== Extrait source

La chance a souri à Diaghilev. À ce moment-là, Nikolaï Sergueïev, le directeur du théâtre Mariinsky, qui connaissait parfaitement le spectacle et était parvenu à faire sortir les annotations de la Russie bolchevique, se trouvait à Paris, où étaient basés les Ballets russes. C’est lui qui s’est chargé de la mise en scène. Diaghilev a pu compter sur Lioubov Egorova et Vera Trefilova, prestigieuses ballerines issues du Ballet impérial, pour incarner la princesse Aurore. De plus, il a réussi à faire venir de Russie Olga Spessivtseva, qui est devenue une nouvelle star mondiale.
Bien que Diaghilev considérât La Belle au bois dormant comme un ballet parfait, il a décidé d’y introduire quelques innovations - différentes pièces de Tchaïkovski furent réorchestrées par Igor Stravinsky et mises en scène par Bronislava Nijinska.

====

→ **Consigne écrite 1**:
Répondez aux questions suivantes à partir de l'extrait :
(a) Qui s'est chargé de la mise en scène du spectacle ?
(b) Quelles ballerines issues du Ballet impérial ont incarné la princesse Aurore ?
(c) Qui a réorchestré différentes pièces de Tchaïkovski ?
→ **Consigne écrite 2**:
Présentez sous forme de liste le paragraphe de l'extrait qui commence par « La chance a souri à Diaghilev », en gardant ses faits principaux.
Les lignes fournies n'interviennent pas dans ce travail.

== Lignes fournies

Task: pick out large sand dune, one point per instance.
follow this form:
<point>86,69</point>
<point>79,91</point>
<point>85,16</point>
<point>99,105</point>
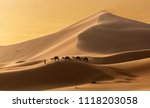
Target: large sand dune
<point>118,50</point>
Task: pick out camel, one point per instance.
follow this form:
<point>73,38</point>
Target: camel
<point>56,58</point>
<point>77,58</point>
<point>66,58</point>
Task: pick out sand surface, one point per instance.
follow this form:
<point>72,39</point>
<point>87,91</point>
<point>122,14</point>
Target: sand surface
<point>117,48</point>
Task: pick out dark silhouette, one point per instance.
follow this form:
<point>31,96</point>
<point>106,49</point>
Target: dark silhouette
<point>85,59</point>
<point>77,58</point>
<point>66,58</point>
<point>93,82</point>
<point>56,58</point>
<point>44,61</point>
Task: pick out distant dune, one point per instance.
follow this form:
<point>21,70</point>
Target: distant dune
<point>115,34</point>
<point>117,49</point>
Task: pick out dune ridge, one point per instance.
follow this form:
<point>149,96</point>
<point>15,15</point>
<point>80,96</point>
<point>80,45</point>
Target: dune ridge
<point>118,50</point>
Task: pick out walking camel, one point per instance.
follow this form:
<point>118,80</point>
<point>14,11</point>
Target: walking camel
<point>56,58</point>
<point>66,58</point>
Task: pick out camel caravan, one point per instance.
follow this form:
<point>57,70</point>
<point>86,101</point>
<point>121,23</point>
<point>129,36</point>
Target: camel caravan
<point>67,58</point>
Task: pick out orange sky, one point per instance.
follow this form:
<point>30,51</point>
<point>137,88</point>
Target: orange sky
<point>22,20</point>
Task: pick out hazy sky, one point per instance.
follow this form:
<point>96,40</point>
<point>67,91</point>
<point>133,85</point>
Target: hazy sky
<point>26,19</point>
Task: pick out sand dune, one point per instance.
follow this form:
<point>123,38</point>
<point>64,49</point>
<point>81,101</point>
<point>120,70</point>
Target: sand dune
<point>51,76</point>
<point>118,50</point>
<point>115,34</point>
<point>121,57</point>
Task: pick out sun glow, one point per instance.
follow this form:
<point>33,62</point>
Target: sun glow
<point>22,20</point>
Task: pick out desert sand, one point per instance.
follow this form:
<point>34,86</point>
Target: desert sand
<point>117,48</point>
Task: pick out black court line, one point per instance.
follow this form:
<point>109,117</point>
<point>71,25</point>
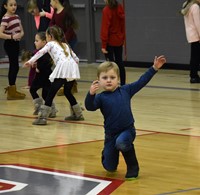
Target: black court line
<point>48,181</point>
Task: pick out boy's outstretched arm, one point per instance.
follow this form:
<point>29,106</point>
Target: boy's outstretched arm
<point>159,62</point>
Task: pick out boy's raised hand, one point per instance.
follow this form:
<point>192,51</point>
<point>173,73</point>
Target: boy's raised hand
<point>159,61</point>
<point>94,87</point>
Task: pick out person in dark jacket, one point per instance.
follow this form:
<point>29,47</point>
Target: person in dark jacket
<point>115,105</point>
<point>42,12</point>
<point>113,35</point>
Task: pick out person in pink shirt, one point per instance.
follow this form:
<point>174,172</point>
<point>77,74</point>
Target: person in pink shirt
<point>113,35</point>
<point>191,12</point>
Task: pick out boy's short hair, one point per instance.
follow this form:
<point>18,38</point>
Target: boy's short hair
<point>106,66</point>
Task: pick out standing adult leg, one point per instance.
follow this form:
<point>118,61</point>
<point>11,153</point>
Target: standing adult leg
<point>194,62</point>
<point>76,110</point>
<point>118,52</point>
<point>46,108</point>
<point>124,143</point>
<point>12,49</point>
<point>110,154</point>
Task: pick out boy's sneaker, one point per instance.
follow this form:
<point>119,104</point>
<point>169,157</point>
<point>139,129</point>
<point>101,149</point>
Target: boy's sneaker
<point>195,80</point>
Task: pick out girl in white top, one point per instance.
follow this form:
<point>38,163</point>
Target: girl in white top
<point>65,73</point>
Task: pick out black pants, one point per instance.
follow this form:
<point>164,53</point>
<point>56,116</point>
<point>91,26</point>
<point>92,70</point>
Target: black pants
<point>40,82</point>
<point>194,59</point>
<point>55,86</point>
<point>115,54</point>
<point>12,50</point>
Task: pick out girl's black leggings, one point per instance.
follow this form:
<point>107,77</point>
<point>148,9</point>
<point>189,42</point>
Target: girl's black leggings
<point>55,86</point>
<point>12,50</point>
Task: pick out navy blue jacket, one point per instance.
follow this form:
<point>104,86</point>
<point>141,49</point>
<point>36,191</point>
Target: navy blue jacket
<point>116,106</point>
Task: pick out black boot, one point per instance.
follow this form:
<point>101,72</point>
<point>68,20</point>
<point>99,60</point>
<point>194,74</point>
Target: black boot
<point>132,164</point>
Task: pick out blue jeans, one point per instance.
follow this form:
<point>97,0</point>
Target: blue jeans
<point>122,142</point>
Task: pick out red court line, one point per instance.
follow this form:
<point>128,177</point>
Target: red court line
<point>92,124</point>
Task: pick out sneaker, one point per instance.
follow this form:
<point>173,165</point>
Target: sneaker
<point>195,80</point>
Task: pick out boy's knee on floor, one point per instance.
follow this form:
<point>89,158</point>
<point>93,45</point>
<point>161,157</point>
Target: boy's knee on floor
<point>122,146</point>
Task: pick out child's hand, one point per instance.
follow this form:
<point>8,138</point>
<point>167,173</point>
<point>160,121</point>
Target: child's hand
<point>94,87</point>
<point>26,64</point>
<point>159,62</point>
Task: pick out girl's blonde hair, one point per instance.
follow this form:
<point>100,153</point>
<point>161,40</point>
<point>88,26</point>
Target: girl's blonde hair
<point>106,66</point>
<point>31,5</point>
<point>58,35</point>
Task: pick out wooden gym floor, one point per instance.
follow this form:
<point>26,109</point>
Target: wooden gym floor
<point>167,114</point>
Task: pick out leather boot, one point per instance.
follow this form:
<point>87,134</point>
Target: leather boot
<point>42,116</point>
<point>13,94</point>
<point>38,102</point>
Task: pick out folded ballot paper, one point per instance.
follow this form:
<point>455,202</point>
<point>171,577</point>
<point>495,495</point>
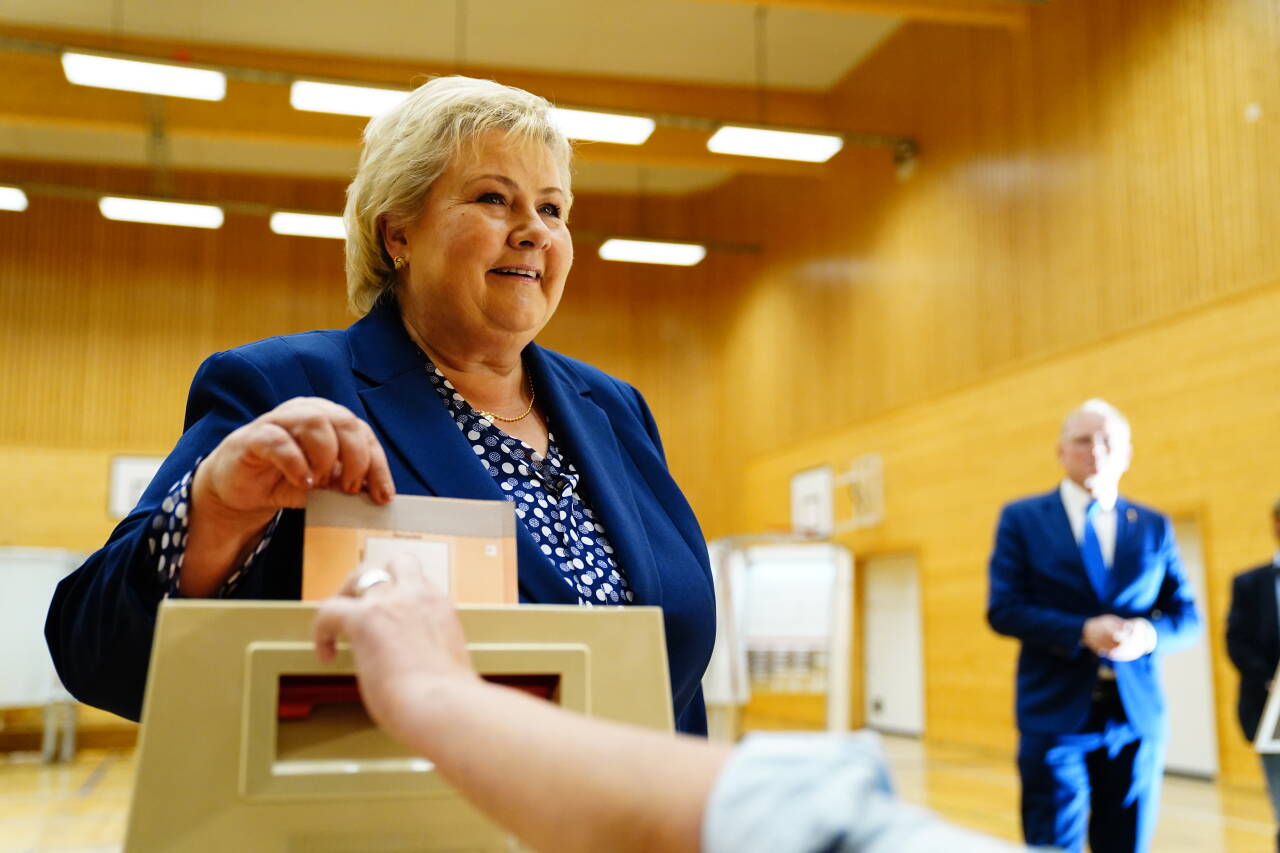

====

→ **Réponse 1**:
(a) Nikolaï Sergueïev, le directeur du théâtre Mariinsky.
(b) Lioubov Egorova et Vera Trefilova.
(c) Igor Stravinsky.

→ **Réponse 2**:
- Nikolaï Sergueïev, directeur du théâtre Mariinsky, connaissait parfaitement le spectacle et avait réussi à faire sortir les annotations de la Russie bolchevique.
- Il se trouvait alors à Paris, où étaient basés les Ballets russes, et s'est chargé de la mise en scène.
- Lioubov Egorova et Vera Trefilova, prestigieuses ballerines issues du Ballet impérial, ont incarné la princesse Aurore.
- Diaghilev a fait venir de Russie Olga Spessivtseva, devenue une nouvelle star mondiale.